I've been using straw for about two months, I havent seen a prob, I'll keep a close eye on it.


----------



## BlackGSD

I used straw for YEARS and never had a problem.

If you are going to use one or the other, straw is MUCH cheaper.


----------



## GSDolch

I would think that straw used for personal dogs outside wouldnt carry as much risk as a kennel with dogs going in and out? At least thats my thought when I read it.


----------



## Chris Wild

For most of my childhood our dogs were kept outside and we used straw and never had a problem. While I prefer wood shaving, they are much more expensive so if cost is a factor straw is a good option IMO.


----------



## LARHAGE

There is a difference in the quality of straw as well as hay, clean good quality straw is a wonderful bedding and provides warmth. I have used straw in both my foaling stalls and whelping boxes for well over 25 years. I keep the newborn puppies on it until they begin to poop, than it gets kind of messy and at that time they are placed on large cedar chips, the added benefit of that is the puppies when they reach 6 weeks old are put in a large puppy run with a plastic swimming pool filled with shavings, they are so used to pooping and peeing in shavings that they go to the pool to relieve themselves, this helps immensely with housebreaking when they go to their new homes. If I could only train the foals to do the same thing!!!!!


----------



## triordan

i use straw for our horses and have never heard or had a problem


----------



## selzer

I use straw because it generates heat and insulates from the cold ground. 

Hay is a little bit more iffy as if it should get wet it can spontaneously combust. I would not worry about this outside, but if you are storing some leftover in a shed, the shed can go up and take the kennels and house with it. I stay away from hay. 

For cleanability, wood chips are a whole lot easier than cleaning up straw in the spring time. I do not know if they give as much warmth as straw. 

I usually wait until after it gets cold -- into the teens to get the straw. I have never had a problem with sarcoptic mange or anything else mentioned above. I have also used wood chips with new born pups and never had a problem either.


----------

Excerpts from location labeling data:
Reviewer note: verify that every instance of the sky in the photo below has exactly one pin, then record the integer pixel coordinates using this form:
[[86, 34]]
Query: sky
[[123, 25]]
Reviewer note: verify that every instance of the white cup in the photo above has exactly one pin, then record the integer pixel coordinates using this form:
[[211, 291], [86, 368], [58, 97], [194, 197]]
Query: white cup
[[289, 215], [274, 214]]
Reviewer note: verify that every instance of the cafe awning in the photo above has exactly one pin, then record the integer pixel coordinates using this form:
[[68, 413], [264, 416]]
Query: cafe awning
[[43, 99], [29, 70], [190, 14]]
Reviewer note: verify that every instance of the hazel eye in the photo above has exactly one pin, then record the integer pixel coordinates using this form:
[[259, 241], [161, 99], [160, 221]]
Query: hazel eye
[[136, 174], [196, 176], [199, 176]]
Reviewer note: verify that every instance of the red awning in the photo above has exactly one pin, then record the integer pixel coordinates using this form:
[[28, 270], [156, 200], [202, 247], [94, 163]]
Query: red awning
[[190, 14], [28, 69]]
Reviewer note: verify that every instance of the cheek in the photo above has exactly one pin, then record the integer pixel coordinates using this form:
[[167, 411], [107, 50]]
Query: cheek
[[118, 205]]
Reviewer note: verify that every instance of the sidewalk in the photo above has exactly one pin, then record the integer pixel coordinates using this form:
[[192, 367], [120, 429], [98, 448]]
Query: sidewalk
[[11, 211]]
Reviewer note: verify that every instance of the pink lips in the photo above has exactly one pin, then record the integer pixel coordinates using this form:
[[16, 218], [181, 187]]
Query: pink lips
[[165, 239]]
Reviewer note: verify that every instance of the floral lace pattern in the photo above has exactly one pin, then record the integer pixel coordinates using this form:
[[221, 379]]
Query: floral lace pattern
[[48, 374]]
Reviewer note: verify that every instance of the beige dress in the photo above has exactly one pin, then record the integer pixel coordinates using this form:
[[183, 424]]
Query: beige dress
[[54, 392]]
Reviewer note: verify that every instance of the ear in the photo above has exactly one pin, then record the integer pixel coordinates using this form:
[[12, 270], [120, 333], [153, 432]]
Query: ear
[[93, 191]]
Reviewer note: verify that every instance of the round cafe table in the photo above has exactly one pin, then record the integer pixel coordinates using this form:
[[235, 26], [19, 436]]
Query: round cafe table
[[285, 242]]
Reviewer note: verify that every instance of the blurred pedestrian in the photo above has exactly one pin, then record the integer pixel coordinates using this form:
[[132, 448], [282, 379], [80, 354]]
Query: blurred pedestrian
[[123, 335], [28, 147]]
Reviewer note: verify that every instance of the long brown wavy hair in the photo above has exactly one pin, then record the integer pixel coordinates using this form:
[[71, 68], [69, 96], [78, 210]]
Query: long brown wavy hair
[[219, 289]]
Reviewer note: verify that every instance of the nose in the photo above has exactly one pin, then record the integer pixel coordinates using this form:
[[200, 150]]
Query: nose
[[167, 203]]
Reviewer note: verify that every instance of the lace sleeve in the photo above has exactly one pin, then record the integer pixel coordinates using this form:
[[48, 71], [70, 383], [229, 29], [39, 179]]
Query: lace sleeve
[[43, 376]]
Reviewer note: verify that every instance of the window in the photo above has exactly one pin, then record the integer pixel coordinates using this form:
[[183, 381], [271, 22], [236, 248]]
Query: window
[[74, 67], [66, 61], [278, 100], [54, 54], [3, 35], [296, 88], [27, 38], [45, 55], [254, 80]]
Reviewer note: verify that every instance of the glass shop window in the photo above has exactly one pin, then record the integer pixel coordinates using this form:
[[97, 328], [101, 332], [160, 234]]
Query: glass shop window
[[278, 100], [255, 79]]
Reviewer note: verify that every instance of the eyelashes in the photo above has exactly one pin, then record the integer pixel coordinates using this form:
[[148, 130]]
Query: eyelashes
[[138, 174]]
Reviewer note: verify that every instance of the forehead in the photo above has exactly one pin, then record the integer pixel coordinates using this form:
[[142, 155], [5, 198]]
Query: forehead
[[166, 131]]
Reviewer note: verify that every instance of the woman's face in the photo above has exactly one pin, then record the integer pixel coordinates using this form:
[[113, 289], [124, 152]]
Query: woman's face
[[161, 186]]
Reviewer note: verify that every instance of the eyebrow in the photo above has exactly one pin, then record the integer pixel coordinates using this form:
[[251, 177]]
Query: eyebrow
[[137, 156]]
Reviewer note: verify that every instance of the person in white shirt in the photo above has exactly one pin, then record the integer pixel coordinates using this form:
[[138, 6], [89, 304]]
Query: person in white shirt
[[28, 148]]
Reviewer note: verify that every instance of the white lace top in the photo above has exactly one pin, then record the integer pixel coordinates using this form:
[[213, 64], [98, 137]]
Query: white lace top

Short exercise 1: In the straw bedding thread, how long has LARHAGE used straw in foaling stalls and whelping boxes?
Short exercise 2: Return the passage of the straw bedding thread starting with "## Chris Wild" and going on through "good option IMO.".
Work only from the straw bedding thread.

Complete response 1: For well over 25 years.

Complete response 2:
## Chris Wild

For most of my childhood our dogs were kept outside and we used straw and never had a problem. While I prefer wood shaving, they are much more expensive so if cost is a factor straw is a good option IMO.